**Tarefas do exercício**
• 1. No texto sobre o biquíni censurado na ditadura, qual empresa prometeu retirar de circulação os modelos com símbolos?
• 2. Liste todas as instituições e empresas que o texto sobre o biquíni censurado na ditadura cita pelo nome.
• 3. Reproduza todo o trecho do texto sobre o biquíni censurado que vai de "Encontrado pela equipe" até "censurava até biquíni.", renomeando "traje de banho" para "biquíni vermelho".

**Texto fornecido**
◇ ◇ ◇ ◇ ◇ ◇ ◇
BIQUÍNI Os usos e costumes no tempo da ditadura não eram alvos exclusivos da censura oficial, como os arquivos do Ministério da Justiça mostram. Lá repousa um excepcionalmente bem conservado --para uma peça de 38 anos de idade-- modelo P de biquíni vermelho, com a foice e o martelo bordados em amarelo. Segundo o então titular da pasta, Armando Falcão, um general havia lhe remetido o material. Em um bilhete a mão, ele pede a um assessor para "tomar providências cabíveis".

Sobrou para a PF, que "solucionou o assunto", como registra ofício enviado a Falcão e no qual o chefe da polícia conta que os responsáveis da Requintada Modas e Confecções prometeram retirar de circulação modelos com "símbolos alusivos a representações de países e insígnias militares".

Encontrado pela equipe que tria o material a ser descartado ou arquivado em definitivo, o traje de banho é a mais famosa peça do acervo e é usado de tempos em tempos pelo ministro de plantão para lembrar como eram as coisas quando se censurava até biquíni.
◇ ◇ ◇ ◇ ◇ ◇ ◇
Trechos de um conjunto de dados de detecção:
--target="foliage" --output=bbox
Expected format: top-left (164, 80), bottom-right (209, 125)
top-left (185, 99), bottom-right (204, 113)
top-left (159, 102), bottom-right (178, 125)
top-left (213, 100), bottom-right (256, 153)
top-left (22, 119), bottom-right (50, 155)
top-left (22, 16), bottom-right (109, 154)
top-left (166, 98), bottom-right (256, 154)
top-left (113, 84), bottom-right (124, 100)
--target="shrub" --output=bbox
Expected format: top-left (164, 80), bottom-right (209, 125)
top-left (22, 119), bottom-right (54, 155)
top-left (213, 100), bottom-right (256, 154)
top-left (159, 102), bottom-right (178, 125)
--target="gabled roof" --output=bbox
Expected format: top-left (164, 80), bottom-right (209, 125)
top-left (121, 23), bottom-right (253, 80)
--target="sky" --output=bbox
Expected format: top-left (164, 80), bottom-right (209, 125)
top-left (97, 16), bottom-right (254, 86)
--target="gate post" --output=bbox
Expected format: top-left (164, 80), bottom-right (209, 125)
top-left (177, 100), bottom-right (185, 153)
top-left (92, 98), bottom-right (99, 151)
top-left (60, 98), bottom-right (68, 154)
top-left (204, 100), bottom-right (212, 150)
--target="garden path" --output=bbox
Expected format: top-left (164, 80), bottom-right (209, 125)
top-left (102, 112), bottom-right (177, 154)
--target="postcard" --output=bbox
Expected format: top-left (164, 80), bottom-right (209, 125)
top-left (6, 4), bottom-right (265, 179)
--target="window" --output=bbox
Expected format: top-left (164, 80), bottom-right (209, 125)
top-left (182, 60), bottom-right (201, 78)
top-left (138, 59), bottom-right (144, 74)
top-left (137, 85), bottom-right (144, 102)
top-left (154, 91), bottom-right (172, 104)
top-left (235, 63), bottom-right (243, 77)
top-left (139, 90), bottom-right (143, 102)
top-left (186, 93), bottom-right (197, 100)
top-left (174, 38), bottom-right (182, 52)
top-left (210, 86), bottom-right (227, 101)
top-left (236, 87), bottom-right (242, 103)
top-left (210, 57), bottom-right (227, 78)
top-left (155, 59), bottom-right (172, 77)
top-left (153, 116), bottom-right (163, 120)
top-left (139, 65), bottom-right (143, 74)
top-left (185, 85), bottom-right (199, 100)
◇ ◇ ◇ ◇ ◇ ◇ ◇
**Respostas das tarefas**
• 1. A Requintada Modas e Confecções.

• 2. Ministério da Justiça, PF e Requintada Modas e Confecções.

• 3.
Encontrado pela equipe que tria o material a ser descartado ou arquivado em definitivo, o biquíni vermelho é a mais famosa peça do acervo e é usado de tempos em tempos pelo ministro de plantão para lembrar como eram as coisas quando se censurava até biquíni.